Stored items
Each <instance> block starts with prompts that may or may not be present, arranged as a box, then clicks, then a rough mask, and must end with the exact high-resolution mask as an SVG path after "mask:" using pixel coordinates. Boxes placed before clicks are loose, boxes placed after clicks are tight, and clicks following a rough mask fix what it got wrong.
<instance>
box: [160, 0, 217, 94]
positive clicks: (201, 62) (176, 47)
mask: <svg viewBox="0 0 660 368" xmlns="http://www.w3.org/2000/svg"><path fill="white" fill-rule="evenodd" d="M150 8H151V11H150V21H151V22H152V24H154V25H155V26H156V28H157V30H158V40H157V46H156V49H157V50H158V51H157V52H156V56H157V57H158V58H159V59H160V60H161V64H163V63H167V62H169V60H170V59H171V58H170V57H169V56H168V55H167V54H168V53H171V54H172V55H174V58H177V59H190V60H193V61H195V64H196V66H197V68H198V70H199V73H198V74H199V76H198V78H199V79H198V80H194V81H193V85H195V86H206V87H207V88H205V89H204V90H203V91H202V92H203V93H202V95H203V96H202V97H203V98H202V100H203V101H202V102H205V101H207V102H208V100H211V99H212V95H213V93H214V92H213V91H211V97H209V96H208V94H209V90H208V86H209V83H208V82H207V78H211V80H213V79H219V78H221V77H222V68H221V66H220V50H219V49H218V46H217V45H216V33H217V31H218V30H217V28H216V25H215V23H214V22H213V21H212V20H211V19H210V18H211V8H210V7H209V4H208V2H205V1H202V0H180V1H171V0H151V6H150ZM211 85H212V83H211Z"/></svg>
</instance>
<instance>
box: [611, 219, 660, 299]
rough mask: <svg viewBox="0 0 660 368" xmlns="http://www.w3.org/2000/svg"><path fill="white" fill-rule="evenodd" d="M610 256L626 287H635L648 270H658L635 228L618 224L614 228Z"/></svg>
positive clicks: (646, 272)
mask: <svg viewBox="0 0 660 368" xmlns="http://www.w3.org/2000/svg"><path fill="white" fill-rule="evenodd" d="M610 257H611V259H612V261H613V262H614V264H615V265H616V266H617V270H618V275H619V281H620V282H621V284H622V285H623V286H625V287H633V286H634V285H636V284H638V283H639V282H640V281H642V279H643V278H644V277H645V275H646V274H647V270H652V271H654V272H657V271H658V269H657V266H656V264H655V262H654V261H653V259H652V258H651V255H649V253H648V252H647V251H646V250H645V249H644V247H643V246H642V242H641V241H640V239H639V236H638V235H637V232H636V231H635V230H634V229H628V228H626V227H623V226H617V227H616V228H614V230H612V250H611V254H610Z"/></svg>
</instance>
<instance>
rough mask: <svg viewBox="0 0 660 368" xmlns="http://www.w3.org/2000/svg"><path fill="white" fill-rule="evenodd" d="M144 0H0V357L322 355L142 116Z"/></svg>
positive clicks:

* * *

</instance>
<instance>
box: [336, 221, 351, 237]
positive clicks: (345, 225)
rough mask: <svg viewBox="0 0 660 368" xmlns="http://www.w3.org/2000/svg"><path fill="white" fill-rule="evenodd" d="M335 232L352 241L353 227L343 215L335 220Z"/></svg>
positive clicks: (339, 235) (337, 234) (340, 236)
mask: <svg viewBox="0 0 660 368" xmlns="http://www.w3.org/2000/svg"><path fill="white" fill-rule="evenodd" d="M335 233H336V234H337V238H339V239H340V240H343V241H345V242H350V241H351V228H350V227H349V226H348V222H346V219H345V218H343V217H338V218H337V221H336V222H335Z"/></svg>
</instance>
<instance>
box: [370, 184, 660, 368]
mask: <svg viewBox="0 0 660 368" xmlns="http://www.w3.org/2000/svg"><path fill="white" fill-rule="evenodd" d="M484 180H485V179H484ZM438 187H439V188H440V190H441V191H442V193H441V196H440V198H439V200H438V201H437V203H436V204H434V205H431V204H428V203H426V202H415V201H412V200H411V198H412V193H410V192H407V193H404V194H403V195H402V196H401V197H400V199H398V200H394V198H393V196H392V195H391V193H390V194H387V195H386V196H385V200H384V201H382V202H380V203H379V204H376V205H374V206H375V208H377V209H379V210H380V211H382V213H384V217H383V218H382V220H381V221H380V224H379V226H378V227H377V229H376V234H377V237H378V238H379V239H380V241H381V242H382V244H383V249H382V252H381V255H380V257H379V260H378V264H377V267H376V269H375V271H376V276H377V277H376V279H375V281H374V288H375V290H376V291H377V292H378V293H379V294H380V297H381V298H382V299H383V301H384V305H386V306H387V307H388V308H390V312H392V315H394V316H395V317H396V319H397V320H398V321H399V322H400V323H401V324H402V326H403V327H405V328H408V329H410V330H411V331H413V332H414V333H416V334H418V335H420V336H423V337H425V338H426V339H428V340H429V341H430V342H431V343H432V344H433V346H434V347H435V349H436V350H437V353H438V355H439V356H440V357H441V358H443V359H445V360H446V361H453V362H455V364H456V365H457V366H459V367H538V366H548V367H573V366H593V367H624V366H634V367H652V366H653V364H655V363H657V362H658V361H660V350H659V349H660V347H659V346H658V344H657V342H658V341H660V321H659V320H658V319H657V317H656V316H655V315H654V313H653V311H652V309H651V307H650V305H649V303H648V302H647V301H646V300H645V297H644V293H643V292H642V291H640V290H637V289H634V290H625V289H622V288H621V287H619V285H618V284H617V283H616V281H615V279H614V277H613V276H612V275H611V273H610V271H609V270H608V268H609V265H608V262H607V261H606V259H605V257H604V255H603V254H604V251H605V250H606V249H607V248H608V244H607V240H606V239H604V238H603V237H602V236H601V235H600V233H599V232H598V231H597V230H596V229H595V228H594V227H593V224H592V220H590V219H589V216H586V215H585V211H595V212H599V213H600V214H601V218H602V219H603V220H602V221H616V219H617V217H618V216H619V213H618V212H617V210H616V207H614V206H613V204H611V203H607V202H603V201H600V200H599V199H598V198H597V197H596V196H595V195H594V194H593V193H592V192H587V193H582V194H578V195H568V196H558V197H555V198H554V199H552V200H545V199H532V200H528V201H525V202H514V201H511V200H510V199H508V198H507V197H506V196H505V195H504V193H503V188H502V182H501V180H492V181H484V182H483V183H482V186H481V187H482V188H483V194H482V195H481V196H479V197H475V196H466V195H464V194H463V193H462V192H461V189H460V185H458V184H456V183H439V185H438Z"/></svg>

● What you have to do:
Using the entries above, give back exactly the line containing "Each <instance> block", the line containing "box: [160, 0, 217, 94]", and every line between them, and nothing else.

● Reply:
Each <instance> block starts with prompts that may or may not be present, arranged as a box, then clicks, then a rough mask, and must end with the exact high-resolution mask as an SVG path after "mask:" using pixel coordinates. Boxes placed before clicks are loose, boxes placed after clicks are tight, and clicks following a rough mask fix what it got wrong.
<instance>
box: [160, 0, 217, 94]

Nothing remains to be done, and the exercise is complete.